─── Supplied entries ───

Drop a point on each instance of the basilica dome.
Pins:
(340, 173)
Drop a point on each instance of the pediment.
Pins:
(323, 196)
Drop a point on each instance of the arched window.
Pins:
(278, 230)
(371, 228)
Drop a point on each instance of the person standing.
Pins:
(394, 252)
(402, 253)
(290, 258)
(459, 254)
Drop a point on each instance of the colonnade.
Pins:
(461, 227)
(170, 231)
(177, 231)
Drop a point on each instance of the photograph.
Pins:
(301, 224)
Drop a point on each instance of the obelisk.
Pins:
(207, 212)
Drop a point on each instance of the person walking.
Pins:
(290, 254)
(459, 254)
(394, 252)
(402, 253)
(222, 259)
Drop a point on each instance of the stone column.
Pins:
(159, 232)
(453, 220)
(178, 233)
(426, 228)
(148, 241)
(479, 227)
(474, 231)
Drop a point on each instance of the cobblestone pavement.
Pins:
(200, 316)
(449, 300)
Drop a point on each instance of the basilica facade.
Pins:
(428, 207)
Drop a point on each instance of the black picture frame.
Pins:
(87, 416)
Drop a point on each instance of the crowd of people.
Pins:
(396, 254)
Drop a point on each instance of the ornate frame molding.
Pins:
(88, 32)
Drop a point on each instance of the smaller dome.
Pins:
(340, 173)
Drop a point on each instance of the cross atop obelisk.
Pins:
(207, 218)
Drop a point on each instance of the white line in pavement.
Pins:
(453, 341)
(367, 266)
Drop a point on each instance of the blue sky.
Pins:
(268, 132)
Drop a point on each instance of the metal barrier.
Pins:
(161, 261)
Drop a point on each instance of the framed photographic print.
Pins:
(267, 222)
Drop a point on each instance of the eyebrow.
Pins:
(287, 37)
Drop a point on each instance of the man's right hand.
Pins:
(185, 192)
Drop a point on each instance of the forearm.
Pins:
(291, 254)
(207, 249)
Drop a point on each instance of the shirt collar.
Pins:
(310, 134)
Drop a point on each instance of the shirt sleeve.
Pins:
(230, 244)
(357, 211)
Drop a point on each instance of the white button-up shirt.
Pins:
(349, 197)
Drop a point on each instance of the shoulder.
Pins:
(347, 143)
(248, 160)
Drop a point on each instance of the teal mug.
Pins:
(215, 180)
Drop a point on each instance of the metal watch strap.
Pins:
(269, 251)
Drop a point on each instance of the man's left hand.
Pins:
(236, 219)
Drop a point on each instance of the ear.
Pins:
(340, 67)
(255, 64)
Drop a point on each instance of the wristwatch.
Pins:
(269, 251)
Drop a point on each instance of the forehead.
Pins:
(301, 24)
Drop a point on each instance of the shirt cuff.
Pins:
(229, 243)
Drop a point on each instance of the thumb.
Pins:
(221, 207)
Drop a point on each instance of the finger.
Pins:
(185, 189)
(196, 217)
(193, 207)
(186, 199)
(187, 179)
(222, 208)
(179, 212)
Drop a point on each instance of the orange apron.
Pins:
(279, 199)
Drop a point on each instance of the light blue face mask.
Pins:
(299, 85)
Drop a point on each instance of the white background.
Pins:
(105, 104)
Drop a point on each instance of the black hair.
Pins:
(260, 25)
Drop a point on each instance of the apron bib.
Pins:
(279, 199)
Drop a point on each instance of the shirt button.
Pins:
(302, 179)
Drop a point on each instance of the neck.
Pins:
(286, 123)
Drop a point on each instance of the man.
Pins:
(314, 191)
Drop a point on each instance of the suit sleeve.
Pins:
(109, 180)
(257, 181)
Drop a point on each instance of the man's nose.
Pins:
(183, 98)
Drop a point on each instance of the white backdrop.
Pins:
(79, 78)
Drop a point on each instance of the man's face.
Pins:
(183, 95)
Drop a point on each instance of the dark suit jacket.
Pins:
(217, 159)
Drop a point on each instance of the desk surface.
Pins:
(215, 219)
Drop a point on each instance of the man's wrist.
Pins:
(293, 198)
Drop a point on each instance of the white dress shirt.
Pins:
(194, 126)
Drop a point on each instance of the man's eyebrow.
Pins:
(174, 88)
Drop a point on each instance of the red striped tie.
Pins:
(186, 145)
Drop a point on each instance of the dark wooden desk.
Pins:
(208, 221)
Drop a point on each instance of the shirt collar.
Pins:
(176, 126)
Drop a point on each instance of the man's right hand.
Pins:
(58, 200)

───

Exercise prompt - Work through the records above. Copy every line with the string "shirt".

Completed exercise -
Drop a point on each instance of the shirt collar.
Drop a point on each instance of the shirt sleeve.
Drop a point on each instance of the white button-up shirt.
Drop a point on each instance of the shirt cuff.
Drop a point on each instance of the shirt button.
Drop a point on each instance of the white dress shirt.
Drop a point on each instance of the shirt collar.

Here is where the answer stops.